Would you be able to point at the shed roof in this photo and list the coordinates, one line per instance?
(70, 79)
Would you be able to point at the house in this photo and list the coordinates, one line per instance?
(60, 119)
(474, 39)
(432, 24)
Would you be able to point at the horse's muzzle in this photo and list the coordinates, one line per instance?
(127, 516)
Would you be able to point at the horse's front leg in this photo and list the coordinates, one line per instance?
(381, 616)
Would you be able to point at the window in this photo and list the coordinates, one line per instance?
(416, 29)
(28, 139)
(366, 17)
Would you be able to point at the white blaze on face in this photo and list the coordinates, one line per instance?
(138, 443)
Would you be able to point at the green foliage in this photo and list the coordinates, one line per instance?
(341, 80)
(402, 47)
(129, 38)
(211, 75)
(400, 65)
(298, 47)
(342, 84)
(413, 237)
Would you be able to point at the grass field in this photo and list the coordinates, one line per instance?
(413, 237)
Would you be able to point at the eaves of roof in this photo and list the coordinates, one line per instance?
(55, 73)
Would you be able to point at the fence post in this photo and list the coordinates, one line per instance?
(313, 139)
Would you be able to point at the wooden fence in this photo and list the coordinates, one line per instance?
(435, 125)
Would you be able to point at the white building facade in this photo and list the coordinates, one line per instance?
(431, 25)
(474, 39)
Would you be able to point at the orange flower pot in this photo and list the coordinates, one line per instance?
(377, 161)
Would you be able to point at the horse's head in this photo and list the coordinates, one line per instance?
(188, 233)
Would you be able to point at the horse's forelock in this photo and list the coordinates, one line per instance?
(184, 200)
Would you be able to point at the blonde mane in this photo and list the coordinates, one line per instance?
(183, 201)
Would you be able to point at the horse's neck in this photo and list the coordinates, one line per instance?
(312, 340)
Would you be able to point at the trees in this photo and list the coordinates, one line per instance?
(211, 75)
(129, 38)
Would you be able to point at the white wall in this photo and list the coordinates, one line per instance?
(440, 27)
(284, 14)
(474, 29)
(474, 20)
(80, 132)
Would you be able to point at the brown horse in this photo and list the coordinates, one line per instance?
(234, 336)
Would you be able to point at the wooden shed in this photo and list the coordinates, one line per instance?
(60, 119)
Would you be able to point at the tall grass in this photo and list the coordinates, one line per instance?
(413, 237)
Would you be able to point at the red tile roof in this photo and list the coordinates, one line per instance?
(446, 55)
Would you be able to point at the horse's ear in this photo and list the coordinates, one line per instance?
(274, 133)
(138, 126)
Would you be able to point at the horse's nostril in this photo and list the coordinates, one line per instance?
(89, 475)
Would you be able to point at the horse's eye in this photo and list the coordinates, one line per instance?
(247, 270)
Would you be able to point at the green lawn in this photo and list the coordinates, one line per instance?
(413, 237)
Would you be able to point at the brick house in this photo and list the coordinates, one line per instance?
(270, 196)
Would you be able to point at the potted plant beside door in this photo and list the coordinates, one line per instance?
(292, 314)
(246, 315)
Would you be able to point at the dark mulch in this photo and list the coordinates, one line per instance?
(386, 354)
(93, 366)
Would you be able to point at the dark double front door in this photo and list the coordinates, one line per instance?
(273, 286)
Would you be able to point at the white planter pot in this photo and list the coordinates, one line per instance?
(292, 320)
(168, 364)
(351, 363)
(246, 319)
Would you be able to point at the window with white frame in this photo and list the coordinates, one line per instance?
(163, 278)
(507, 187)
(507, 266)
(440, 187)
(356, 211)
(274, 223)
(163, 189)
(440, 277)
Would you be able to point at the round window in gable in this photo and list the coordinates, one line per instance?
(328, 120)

==

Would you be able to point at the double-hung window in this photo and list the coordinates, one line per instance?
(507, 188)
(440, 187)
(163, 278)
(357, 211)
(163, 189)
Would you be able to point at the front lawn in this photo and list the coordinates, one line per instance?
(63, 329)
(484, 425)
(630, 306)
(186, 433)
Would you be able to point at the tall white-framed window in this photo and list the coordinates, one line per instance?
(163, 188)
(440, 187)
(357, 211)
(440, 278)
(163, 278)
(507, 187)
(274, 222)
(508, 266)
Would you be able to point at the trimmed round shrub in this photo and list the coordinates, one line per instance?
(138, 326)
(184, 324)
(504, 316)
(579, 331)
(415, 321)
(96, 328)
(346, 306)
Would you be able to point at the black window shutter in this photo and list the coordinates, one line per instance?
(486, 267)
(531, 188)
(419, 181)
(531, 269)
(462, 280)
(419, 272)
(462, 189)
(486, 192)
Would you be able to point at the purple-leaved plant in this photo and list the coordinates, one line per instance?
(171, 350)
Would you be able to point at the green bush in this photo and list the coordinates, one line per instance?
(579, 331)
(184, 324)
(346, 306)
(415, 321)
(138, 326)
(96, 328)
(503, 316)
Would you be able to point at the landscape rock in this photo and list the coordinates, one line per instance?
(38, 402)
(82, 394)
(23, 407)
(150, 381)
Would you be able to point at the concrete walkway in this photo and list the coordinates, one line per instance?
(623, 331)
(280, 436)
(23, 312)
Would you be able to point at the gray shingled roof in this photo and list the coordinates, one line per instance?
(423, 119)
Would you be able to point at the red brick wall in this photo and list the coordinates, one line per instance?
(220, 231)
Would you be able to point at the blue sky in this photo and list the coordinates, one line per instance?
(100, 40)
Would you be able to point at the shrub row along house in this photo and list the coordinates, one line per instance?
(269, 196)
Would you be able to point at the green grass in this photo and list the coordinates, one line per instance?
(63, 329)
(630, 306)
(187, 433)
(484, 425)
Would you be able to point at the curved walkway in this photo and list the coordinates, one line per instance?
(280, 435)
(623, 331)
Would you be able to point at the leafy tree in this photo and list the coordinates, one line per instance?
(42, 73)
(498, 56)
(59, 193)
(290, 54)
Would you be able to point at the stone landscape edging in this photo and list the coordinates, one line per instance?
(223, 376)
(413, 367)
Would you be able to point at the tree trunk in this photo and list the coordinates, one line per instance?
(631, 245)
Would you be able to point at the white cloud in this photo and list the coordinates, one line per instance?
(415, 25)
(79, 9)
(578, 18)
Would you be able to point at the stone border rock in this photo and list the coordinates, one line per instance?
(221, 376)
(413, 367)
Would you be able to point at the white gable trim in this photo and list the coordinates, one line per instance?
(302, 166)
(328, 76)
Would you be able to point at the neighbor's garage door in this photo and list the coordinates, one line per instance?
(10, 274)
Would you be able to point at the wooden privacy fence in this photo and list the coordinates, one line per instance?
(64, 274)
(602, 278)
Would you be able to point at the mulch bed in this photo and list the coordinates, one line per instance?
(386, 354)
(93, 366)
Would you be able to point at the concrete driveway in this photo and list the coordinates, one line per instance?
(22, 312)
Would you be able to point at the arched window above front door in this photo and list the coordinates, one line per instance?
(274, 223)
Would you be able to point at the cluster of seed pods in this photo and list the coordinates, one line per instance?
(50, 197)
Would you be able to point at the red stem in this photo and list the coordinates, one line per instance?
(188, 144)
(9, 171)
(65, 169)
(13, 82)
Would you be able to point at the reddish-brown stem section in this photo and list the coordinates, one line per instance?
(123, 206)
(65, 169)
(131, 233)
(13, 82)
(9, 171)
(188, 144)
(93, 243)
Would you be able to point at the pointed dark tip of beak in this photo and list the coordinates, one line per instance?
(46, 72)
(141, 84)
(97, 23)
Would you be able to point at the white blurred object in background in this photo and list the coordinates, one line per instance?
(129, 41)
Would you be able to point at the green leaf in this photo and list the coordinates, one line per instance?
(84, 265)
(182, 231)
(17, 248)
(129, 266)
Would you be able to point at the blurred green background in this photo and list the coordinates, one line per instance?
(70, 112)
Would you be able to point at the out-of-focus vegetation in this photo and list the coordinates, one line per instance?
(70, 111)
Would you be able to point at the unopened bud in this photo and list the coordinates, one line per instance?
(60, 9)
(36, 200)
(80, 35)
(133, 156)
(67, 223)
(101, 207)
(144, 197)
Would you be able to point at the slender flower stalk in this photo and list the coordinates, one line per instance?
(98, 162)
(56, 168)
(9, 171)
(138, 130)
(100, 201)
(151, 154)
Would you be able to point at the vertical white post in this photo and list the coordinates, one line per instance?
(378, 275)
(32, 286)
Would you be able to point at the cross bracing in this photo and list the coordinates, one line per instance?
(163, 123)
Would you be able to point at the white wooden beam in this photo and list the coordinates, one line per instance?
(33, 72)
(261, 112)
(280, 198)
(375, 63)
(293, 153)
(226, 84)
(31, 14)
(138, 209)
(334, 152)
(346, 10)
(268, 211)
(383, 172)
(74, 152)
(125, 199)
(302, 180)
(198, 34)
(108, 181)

---

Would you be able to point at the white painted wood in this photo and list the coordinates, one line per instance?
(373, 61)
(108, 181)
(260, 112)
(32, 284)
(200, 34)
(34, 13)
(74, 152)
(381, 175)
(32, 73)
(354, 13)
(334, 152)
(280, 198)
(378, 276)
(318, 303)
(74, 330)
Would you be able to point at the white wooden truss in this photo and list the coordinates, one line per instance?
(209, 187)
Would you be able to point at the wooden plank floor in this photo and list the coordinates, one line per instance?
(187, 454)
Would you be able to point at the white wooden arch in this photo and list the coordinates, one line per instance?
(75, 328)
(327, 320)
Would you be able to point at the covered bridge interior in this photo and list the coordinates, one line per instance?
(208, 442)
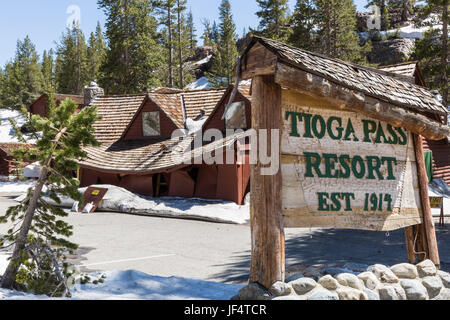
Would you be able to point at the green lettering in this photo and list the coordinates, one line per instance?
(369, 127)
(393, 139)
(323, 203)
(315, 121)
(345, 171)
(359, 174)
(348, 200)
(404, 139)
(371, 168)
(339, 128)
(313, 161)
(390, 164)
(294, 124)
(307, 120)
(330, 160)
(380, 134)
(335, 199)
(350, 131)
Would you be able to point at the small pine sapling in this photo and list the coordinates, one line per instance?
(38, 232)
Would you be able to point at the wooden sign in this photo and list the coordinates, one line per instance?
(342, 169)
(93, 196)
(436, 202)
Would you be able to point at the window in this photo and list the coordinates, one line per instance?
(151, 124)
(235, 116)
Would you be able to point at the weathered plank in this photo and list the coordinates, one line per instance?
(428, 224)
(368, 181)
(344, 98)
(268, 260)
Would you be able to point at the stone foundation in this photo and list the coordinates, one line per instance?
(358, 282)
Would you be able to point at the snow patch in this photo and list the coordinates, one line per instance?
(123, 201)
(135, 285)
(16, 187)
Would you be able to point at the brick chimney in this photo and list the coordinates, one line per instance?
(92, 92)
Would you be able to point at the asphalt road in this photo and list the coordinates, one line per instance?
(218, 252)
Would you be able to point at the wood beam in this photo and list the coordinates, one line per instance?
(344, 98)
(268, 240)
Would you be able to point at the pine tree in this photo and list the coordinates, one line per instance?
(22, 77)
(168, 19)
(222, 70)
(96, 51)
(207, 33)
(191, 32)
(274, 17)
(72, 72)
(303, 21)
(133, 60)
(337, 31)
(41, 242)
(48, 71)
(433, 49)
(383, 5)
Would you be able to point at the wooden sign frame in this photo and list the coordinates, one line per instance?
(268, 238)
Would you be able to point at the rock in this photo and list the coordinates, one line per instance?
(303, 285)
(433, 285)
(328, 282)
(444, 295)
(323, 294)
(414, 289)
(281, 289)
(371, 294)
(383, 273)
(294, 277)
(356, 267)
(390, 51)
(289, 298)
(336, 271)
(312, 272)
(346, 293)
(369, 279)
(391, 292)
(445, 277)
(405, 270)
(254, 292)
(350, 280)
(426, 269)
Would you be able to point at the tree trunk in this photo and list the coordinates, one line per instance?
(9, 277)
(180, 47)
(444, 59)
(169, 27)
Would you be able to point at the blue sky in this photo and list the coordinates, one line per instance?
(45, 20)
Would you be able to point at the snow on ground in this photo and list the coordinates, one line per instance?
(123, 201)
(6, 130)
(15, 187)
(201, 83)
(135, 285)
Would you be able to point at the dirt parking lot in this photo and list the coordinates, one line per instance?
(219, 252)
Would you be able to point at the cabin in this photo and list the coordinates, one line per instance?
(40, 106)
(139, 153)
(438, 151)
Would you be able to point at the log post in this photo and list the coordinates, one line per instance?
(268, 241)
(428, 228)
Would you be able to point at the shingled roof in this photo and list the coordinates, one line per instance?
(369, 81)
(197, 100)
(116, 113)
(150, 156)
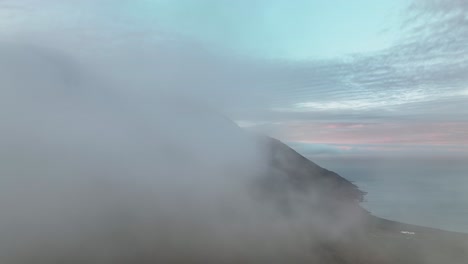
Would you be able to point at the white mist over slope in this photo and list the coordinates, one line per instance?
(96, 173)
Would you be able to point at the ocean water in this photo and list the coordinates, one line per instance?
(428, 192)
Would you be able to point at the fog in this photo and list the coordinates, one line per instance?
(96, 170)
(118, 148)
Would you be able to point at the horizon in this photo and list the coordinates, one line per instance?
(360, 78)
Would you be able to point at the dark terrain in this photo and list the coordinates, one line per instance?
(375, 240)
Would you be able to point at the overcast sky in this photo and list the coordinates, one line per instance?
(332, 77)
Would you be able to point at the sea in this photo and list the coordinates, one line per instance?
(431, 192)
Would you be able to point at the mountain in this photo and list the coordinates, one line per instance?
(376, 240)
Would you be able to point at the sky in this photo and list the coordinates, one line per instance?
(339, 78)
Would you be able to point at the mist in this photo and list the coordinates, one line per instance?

### PROMPT
Repeat the entries above verbatim, but only from the line that has "Would you be able to point at the overcast" down to the line that has "Would you be able to point at the mist", inclusive.

### EXERCISE SOLUTION
Would you be able to point at the overcast sky in this photo and list the coordinates, one line per instance?
(332, 77)
Would you be able to point at the sea in this photo and list the coordinates, one line per instance?
(431, 192)
Would you be able to point at the mountain in this photo and list the coordinates, one line per instance?
(376, 240)
Would you be able to point at the sky in this photo and list the coordinates, one line per instance?
(339, 78)
Would you be able to point at the mist in this photo and list the coordinates, one line per instance?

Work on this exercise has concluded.